#### [Record set]
——

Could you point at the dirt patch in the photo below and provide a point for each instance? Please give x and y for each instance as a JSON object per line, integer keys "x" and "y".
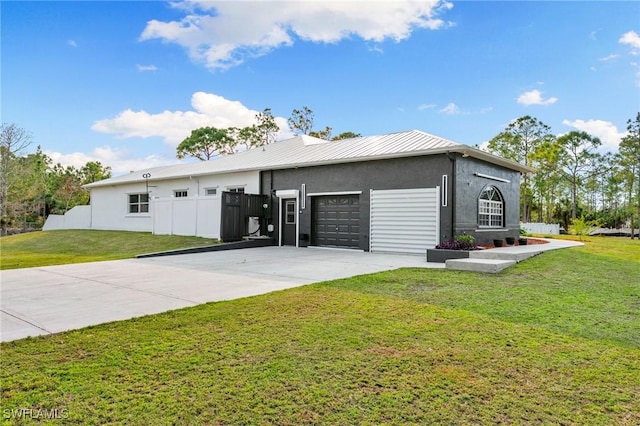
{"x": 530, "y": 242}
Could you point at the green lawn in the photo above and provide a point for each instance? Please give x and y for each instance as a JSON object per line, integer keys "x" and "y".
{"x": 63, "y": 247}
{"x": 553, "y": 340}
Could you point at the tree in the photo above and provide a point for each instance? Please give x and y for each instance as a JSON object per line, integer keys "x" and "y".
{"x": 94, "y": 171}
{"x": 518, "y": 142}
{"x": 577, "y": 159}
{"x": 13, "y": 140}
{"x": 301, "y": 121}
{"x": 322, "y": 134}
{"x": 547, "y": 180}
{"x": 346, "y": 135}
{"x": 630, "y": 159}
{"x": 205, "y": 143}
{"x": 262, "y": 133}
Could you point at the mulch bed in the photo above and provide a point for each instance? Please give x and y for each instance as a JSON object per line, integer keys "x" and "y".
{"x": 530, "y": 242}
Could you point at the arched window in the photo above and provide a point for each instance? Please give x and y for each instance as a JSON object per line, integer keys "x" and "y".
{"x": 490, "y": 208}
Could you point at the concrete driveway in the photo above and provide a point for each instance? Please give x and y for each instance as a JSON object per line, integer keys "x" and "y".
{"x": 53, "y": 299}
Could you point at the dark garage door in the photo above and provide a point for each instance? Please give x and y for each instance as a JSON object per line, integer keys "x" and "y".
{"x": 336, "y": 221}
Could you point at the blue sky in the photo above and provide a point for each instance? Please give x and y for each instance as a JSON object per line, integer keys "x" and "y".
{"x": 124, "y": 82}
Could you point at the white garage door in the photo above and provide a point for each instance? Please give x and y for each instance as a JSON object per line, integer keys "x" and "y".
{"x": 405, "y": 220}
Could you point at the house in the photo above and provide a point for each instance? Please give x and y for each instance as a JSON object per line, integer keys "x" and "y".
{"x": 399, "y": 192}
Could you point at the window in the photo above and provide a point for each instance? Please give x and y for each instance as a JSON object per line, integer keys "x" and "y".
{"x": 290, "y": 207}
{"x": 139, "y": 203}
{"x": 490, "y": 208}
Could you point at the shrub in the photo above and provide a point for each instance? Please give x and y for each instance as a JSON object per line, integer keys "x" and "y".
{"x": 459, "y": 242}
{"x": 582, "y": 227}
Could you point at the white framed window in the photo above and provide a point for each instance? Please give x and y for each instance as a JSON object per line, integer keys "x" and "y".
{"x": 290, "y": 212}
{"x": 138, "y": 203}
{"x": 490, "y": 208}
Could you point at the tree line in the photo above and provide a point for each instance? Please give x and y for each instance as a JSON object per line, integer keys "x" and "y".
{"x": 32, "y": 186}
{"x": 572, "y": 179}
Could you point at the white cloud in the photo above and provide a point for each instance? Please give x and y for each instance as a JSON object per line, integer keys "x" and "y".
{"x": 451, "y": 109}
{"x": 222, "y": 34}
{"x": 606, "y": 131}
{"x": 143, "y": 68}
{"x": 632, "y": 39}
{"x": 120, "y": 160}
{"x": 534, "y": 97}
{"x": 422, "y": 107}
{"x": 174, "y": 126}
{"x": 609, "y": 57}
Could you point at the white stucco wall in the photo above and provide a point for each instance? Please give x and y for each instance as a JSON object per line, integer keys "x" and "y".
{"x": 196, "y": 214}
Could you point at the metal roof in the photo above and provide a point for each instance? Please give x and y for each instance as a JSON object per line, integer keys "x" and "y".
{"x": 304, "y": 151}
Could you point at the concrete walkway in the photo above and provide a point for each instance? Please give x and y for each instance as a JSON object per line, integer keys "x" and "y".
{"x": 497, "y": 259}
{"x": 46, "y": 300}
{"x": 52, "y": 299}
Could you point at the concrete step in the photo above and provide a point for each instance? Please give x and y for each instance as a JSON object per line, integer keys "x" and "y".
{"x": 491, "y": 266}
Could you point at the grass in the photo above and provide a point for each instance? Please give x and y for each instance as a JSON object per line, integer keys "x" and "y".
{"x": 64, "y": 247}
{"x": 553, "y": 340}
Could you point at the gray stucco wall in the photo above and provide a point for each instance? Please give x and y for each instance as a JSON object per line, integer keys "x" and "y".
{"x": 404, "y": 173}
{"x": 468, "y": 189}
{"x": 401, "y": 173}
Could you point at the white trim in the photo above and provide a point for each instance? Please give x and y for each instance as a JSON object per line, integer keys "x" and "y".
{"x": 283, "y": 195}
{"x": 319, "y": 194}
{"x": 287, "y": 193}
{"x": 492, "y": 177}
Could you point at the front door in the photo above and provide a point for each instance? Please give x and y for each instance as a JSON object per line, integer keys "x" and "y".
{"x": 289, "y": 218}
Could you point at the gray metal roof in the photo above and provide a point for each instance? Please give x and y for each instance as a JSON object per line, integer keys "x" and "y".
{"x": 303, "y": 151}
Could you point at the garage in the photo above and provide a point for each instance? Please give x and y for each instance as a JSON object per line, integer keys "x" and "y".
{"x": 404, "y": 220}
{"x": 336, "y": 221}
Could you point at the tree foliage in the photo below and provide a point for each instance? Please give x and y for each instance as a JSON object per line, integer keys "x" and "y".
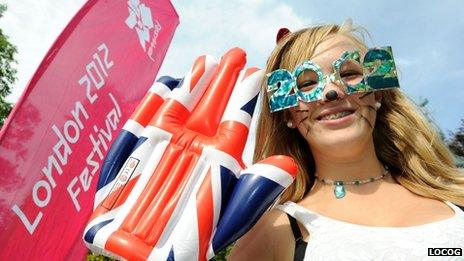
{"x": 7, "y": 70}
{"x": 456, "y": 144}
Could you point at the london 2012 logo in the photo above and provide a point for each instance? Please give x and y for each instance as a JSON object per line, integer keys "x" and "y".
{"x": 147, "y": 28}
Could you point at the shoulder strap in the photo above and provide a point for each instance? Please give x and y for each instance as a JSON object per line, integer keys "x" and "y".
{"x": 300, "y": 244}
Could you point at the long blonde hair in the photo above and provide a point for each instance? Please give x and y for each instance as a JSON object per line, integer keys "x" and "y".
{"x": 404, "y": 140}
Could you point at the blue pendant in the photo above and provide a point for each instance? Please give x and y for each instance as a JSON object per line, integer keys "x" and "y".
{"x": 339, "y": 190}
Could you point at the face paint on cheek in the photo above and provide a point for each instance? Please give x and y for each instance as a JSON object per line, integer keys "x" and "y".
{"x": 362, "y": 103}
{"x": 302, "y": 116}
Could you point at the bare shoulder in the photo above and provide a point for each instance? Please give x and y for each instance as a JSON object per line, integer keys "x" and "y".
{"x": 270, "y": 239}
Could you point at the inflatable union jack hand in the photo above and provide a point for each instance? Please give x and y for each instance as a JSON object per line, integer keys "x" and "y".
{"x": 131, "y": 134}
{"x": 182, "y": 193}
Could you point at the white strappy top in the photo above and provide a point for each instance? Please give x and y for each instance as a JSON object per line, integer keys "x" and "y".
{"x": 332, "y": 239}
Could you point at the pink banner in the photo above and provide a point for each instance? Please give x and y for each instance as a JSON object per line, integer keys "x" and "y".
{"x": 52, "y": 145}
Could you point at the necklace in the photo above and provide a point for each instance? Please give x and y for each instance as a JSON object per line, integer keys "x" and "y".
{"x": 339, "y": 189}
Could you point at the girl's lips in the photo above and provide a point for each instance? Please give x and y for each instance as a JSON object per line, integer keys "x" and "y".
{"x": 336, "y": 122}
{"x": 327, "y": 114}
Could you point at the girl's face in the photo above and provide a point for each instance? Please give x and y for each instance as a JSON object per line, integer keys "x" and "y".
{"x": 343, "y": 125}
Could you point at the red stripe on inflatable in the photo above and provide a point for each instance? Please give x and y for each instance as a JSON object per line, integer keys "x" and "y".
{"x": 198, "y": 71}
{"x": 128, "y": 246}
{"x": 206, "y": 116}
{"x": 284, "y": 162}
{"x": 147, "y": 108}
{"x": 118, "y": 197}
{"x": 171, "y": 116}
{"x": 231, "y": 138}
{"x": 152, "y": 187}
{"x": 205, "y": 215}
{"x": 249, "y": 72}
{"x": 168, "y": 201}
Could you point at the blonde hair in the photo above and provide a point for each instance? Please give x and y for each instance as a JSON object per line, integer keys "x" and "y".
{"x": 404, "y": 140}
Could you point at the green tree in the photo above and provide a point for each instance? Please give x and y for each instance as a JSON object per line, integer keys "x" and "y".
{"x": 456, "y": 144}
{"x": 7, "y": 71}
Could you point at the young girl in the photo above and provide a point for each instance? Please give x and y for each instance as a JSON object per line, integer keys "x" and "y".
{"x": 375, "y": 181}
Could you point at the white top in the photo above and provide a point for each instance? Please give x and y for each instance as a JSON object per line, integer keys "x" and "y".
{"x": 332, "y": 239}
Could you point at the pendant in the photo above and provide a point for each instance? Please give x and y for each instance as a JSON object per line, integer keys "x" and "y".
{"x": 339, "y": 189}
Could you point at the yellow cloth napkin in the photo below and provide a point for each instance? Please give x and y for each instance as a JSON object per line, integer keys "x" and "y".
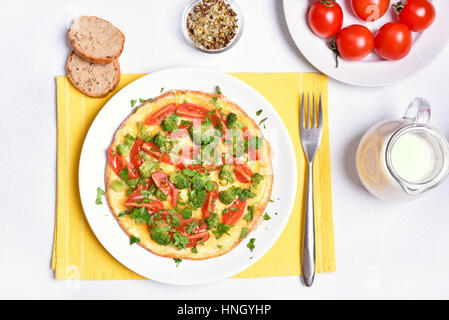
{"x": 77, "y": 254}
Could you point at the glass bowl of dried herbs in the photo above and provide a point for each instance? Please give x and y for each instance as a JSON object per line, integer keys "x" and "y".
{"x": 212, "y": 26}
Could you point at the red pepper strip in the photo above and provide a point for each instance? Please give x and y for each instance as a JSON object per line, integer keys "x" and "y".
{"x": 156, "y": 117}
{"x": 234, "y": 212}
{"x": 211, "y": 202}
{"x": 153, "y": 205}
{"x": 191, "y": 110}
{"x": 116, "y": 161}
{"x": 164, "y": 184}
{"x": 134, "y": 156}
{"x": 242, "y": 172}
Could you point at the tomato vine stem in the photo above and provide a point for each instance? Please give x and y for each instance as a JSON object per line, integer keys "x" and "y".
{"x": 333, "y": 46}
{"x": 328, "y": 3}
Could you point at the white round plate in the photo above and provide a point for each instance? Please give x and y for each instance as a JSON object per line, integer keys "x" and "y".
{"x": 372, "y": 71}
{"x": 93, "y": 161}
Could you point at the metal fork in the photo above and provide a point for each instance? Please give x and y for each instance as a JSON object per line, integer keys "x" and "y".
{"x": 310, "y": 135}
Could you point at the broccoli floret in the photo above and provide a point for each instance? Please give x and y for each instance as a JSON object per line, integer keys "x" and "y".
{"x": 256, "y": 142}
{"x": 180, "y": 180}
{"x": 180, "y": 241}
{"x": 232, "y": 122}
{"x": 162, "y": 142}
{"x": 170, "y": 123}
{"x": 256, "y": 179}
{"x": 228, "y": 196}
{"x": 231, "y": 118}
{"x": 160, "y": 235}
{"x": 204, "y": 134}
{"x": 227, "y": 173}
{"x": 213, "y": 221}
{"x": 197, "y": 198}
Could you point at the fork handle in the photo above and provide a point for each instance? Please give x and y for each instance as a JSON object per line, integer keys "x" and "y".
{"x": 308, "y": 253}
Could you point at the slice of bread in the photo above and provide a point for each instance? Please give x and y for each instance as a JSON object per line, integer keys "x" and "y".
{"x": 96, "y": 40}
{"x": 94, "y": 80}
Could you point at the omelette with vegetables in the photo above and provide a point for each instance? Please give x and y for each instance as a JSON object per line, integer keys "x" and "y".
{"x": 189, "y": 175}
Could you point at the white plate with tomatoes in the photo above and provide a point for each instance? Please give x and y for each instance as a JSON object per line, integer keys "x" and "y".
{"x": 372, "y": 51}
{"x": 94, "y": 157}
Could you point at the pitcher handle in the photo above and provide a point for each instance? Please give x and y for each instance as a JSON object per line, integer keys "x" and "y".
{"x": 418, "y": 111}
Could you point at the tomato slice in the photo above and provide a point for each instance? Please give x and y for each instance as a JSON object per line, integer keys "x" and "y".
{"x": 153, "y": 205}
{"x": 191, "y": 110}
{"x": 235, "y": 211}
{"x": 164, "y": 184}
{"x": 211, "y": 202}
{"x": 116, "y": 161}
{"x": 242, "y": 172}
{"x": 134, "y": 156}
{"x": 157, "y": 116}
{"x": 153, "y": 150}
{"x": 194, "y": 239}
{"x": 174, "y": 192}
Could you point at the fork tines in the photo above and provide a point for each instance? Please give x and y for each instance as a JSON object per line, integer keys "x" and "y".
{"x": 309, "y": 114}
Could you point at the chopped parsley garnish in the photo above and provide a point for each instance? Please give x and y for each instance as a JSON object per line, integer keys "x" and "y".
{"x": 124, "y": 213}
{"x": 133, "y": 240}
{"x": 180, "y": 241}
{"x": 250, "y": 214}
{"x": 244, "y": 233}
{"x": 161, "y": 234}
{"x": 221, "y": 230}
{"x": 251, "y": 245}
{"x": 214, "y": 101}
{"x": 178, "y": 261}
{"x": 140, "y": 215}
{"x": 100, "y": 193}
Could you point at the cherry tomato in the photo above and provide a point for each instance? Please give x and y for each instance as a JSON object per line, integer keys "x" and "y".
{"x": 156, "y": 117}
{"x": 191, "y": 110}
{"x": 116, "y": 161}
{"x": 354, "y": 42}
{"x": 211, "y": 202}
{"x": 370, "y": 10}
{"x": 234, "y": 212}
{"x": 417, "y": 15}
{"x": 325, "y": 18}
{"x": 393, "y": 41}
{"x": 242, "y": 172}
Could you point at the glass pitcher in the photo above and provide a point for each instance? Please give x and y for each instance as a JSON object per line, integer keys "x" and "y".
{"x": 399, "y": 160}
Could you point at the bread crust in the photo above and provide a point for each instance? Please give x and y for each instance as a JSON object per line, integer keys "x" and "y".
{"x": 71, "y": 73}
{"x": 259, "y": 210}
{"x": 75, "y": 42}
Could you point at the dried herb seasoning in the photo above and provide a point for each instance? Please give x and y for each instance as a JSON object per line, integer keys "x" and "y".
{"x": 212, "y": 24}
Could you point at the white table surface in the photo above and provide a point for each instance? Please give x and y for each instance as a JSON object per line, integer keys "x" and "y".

——

#### [Task details]
Set down exactly the line that holds "Could you point at the dried" and all lines after it to the end of the data.

#### [Solution to the exercise]
Could you point at the dried herb seasoning in the photo above and provide a point for each instance? Please give x and y for each instance as a JSON object per line, integer keys "x" and "y".
{"x": 212, "y": 24}
Could you point at the white table surface in the photo above and provide a point for each instance? Please give x and y for each instance as a JSON object per line, integer keys "x" and "y".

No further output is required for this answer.